• Instruction:
Every entry below should be printed exactly, without its images.

Location identification entries

☆ ☆ ☆ ☆

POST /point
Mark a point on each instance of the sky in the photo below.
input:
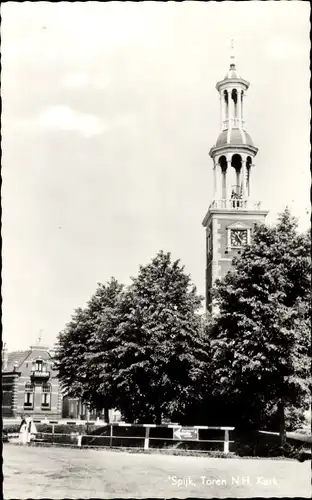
(109, 113)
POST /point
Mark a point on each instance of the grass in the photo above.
(59, 472)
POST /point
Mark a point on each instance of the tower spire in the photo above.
(232, 53)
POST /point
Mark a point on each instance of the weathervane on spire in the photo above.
(232, 57)
(40, 337)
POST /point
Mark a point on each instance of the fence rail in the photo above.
(145, 436)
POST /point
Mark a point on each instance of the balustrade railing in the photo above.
(236, 204)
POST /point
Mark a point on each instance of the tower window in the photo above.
(46, 397)
(29, 396)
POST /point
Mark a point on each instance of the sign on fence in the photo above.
(185, 433)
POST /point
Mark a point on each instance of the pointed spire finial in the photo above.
(232, 56)
(40, 337)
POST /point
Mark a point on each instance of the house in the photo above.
(29, 384)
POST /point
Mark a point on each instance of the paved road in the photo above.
(38, 472)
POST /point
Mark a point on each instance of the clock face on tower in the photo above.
(238, 237)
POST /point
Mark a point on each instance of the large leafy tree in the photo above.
(76, 343)
(261, 339)
(150, 353)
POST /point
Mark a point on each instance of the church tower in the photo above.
(232, 214)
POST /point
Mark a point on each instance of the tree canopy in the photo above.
(261, 339)
(139, 349)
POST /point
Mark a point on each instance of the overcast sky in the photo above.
(109, 112)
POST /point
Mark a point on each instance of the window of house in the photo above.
(29, 396)
(46, 396)
(39, 365)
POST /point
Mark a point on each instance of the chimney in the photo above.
(5, 356)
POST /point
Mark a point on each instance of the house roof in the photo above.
(17, 358)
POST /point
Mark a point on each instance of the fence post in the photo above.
(226, 441)
(146, 440)
(79, 438)
(111, 436)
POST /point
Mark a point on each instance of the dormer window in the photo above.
(39, 365)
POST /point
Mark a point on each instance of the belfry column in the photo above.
(239, 107)
(243, 178)
(217, 178)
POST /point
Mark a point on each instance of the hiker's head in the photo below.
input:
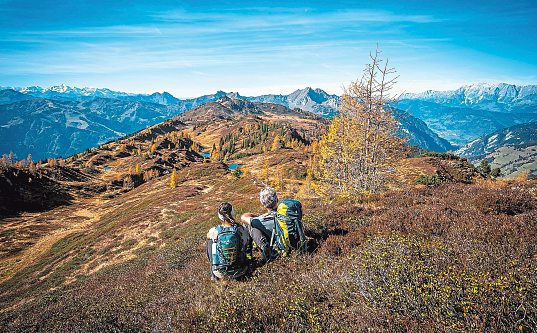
(226, 213)
(268, 198)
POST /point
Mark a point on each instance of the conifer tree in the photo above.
(359, 152)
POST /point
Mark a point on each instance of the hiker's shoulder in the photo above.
(265, 217)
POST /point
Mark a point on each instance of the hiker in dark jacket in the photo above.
(261, 226)
(228, 246)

☆ ☆ ☆ ☆

• Written answer:
POST /point
Mark a point on each instance of the sky in the photo below.
input:
(109, 113)
POST /point
Mark a point on each instance of the grass in the photo above.
(59, 472)
POST /point
Mark a point on each instance of the tower spire in the photo above.
(232, 53)
POST /point
Mark a point on each instance of the weathervane on spire in the photo above.
(232, 57)
(40, 337)
POST /point
Mark a point on each instance of the fence rail in the photo above.
(145, 436)
POST /point
Mark a point on each instance of the balustrade railing in the photo above.
(236, 204)
POST /point
Mark a point on each instance of the tower window in the photo above.
(46, 397)
(29, 396)
POST /point
Mark a point on each instance of the sign on fence in the photo above.
(185, 433)
POST /point
Mark a point on each instance of the pointed spire finial in the photo above.
(232, 56)
(40, 337)
POST /point
Mark a point on each instance of the house in the photo above.
(29, 384)
POST /point
Mark a point on each instance of the paved road in the photo above.
(38, 472)
POST /point
Mark a point on each instance of the clock face on tower in the photo above.
(238, 237)
POST /point
Mark a point on each instance of the large leafy tree in the photo above.
(76, 343)
(261, 339)
(150, 353)
POST /point
Mark a point on each instance of the church tower in the photo above.
(232, 214)
POST /point
Mark a point on each instance of the tree canopy in the photo above.
(261, 339)
(139, 349)
POST /point
Mark a point on each instance of the overcast sky in the photo above.
(109, 112)
POST /point
Mark a point on each instance of the window of house in the photo above.
(29, 396)
(46, 396)
(39, 365)
POST /point
Mark a point on each instance of the chimney in the photo above.
(5, 356)
POST /point
Mark a point on each instance of the house roof in the photo above.
(17, 358)
POST /point
Mark a point on each instance of the fence post in the photo above.
(226, 441)
(146, 440)
(79, 438)
(111, 436)
POST /point
Mark a point on each instance of the dormer window in the photo above.
(39, 365)
POST /point
Mark a point on each instance of the belfry column in the photo above.
(239, 107)
(243, 178)
(217, 178)
POST /point
Mark a point on each instance of the hiker's head in the photo below.
input:
(226, 213)
(268, 198)
POST /point
Mark a point on each instance of the conifer tree in the photo above.
(359, 152)
POST /point
Mark a point on each instance of the hiker's shoulder in the photo above.
(265, 217)
POST /point
Mark a point on each instance of the hiker in dark jacket in the photo above.
(261, 226)
(228, 246)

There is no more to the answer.